BEGIN PASSAGE FOR REVIEW

Dalibor was 23 and had served as a policeman in Kosovo during the Nato air campaign against Serbia. He never talked about his time in the province. His bride, Marija, told of how he used to wake up in the middle of the night, sweating and screaming. To all her words of comfort, his answer was "You will never know what I saw and did."

Like another Serb policeman, who came home from a football match and killed his wife before turning his weapon on himself, Dalibor is a victim of a form of post-traumatic stress disorder (PTSD) now being widely reported among the police officers and military in Serbia. The affliction mirrors "Vietnam syndrome", experienced by American veterans of the Indo-China war. In Belgrade they call it "Vietnam syndrome - Serbian-style".

Early European victims of the syndrome were the many Yugoslav army recruits who were taken from Serbia proper, across the Drina river into eastern Bosnia, to remove the bodies of Muslim civilians killed during the war in 1992. After they removed the bodies with bulldozers, many ended up in the psychiatric ward of the élite Military Academy Hospital in Belgrade.

The Serbian public learnt of PTSD when, in 1995, a drunken young men entered the premises of a psychiatric clinic in Belgrade, asking for immediate help. After a while, the former Serb army volunteer lay on the ground, activated a hand grenade under his body and blew himself up.

END PASSAGE FOR REVIEW
BEGIN GIVEN RECORDS

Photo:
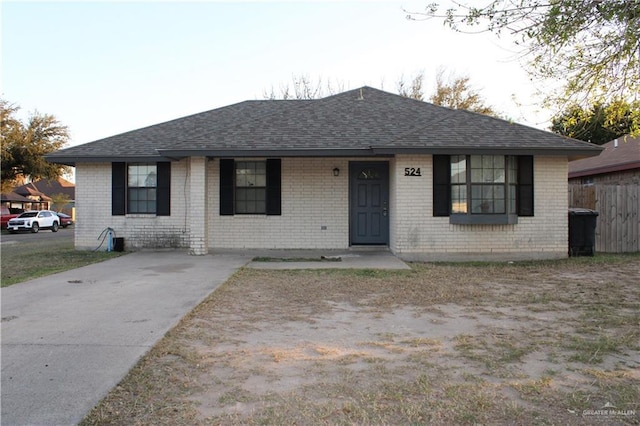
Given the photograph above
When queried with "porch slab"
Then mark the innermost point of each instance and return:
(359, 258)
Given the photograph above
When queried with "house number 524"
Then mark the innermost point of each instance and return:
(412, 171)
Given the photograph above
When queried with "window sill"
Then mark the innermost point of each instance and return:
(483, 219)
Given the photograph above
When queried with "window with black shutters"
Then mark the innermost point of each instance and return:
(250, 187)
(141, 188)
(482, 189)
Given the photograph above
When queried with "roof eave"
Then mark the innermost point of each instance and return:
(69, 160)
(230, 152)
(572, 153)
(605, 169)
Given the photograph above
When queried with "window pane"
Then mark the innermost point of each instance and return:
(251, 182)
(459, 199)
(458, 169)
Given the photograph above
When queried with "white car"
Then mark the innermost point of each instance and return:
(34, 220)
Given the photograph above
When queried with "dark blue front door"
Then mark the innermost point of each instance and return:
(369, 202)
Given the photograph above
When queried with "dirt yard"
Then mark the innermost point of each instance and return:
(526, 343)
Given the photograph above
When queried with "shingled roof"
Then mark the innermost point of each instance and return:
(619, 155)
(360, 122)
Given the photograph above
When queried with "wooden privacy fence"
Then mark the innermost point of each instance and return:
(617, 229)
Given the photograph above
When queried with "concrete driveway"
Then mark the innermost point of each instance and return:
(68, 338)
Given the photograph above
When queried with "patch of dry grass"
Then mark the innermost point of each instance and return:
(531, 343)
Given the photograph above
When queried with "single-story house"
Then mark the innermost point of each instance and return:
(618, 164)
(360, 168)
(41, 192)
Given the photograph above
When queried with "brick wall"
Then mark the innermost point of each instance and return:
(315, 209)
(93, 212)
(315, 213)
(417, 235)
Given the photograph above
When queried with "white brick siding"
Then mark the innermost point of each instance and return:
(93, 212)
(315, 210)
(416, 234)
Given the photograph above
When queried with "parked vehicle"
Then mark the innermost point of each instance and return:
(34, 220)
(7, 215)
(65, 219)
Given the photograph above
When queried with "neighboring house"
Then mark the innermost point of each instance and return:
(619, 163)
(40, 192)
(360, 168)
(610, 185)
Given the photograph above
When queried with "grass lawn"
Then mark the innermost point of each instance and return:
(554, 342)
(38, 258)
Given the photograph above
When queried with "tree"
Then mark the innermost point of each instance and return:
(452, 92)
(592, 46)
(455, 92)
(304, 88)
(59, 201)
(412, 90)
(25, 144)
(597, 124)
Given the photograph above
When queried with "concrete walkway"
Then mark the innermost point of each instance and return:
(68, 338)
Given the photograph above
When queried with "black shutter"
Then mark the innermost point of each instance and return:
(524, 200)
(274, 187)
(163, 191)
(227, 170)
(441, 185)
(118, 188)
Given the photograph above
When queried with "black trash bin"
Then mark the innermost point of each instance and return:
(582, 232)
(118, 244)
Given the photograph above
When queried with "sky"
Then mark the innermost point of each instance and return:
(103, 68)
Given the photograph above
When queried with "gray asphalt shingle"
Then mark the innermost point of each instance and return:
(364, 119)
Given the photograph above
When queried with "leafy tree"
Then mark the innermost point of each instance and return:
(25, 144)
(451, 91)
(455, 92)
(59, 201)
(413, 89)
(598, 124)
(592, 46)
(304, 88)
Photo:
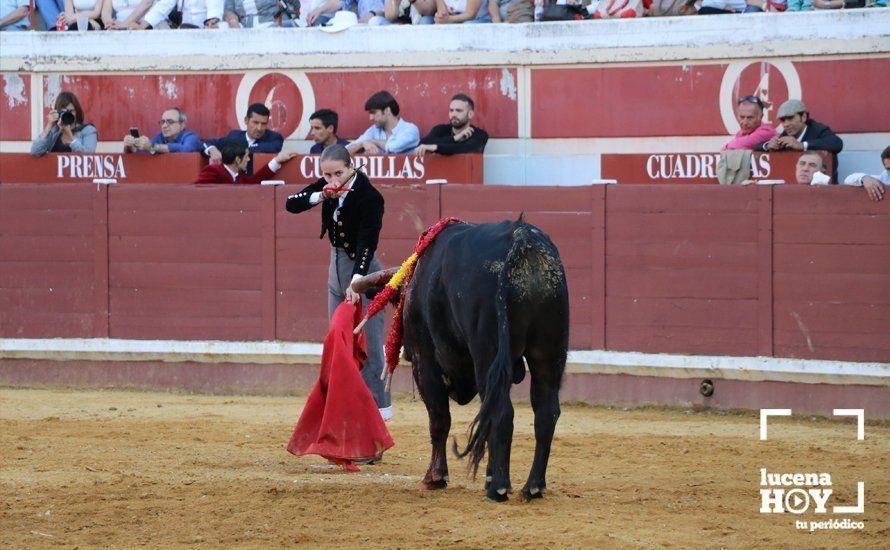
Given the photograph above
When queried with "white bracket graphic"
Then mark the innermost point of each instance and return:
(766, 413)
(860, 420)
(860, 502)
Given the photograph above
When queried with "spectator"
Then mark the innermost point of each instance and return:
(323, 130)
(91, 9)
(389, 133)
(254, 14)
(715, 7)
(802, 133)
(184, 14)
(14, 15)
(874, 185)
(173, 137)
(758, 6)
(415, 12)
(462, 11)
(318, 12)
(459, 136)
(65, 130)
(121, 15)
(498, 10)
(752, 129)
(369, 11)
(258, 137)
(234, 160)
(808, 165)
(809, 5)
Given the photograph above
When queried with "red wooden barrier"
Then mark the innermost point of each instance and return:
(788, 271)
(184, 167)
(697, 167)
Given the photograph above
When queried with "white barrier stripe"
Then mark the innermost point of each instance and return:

END GIVEN RECORDS

PROMPT A =>
In the passage on post-traumatic stress in Serbia, what name is the affliction given in Belgrade?
PROMPT B =>
Please write out the passage on post-traumatic stress in Serbia from the words "Early European victims" up to and including the words "Hospital in Belgrade.".

ANSWER SECTION A =>
In Belgrade it is called "Vietnam syndrome - Serbian-style".

ANSWER SECTION B =>
Early European victims of the syndrome were the many Yugoslav army recruits who were taken from Serbia proper, across the Drina river into eastern Bosnia, to remove the bodies of Muslim civilians killed during the war in 1992. After they removed the bodies with bulldozers, many ended up in the psychiatric ward of the élite Military Academy Hospital in Belgrade.